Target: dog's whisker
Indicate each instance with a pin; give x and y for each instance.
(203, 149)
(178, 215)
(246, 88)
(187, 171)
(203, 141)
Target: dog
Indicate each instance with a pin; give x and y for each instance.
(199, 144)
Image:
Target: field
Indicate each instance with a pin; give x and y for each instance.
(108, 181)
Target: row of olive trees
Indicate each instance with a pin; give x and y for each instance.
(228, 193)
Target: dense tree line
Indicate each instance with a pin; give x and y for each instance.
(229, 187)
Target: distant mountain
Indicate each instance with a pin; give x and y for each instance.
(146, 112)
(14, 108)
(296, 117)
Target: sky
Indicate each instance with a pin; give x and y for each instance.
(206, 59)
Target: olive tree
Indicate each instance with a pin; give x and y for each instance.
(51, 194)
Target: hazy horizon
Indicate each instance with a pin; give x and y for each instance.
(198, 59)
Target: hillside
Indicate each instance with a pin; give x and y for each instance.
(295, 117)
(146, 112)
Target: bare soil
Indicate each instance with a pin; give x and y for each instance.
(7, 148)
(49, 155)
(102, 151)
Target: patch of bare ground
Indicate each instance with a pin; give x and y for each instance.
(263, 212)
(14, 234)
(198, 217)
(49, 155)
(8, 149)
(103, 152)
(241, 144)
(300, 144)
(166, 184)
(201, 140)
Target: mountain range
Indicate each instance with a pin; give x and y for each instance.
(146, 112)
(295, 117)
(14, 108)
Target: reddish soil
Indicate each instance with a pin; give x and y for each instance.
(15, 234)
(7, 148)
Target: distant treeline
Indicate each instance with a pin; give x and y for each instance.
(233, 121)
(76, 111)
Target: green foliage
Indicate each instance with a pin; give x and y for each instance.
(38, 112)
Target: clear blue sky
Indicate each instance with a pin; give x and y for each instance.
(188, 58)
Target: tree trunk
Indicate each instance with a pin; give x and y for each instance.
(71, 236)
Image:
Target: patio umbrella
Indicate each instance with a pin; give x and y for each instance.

* * * *

Give all the entries again exactly; leave none out.

Target: dog's whisker
Indicate each instance with a pin; give x and y for each instance.
(203, 149)
(178, 215)
(246, 88)
(187, 171)
(203, 141)
Target: dog
Indicate each instance with a pin; give x and y for each instance.
(199, 144)
Image:
Target: field
Indicate each instance with a pin; give x and y for each instance.
(108, 181)
Target: row of olive trees
Indicate each instance with a pin; give x and y for each instance.
(228, 193)
Target: dense tree line
Indicate each instance with a pin; give x and y for each instance.
(229, 187)
Target: distant mountain
Indicate each instance with a pin; give x and y for each instance.
(146, 112)
(14, 108)
(296, 117)
Target: sky
Indicate each instance with a pin; give x and y for each instance.
(206, 59)
Target: olive tree
Indicate each instance with a pin; give x and y for each instance.
(51, 194)
Target: hazy horizon
Indicate each instance with a pin; give x and y for each instance.
(198, 59)
Target: hillside
Indicate each instance with a pin; give x and y for each instance.
(295, 117)
(146, 112)
Target: bare soil
Indicate each instance with a pin; give x and y for each instance.
(7, 148)
(49, 155)
(102, 151)
Target: patch of bare ground
Indicate each instance with a pin; give x and y for each instance.
(263, 212)
(14, 234)
(198, 217)
(49, 155)
(8, 149)
(103, 152)
(241, 144)
(300, 144)
(166, 184)
(201, 140)
Target: mountain range
Indicate each instance with a pin; give x and y for each instance.
(146, 112)
(295, 117)
(14, 108)
Target: reddish soil
Indicate each instance with a pin; give x and y for each instance.
(15, 234)
(7, 148)
Target: distant treeline
Indicate each instance with a pin; give x and y for each instance.
(233, 121)
(76, 111)
Target: green foliage
Indicate each instance with a pin; give x and y for each instance.
(38, 112)
Target: clear blue sky
Indicate each instance with a pin; give x and y for each instance.
(188, 58)
Target: tree trunk
Indicate each instance with a pin; give x and y for each instance.
(71, 236)
Image:
Target: patio umbrella
Indicate each instance with a pin; give x and y for each instance.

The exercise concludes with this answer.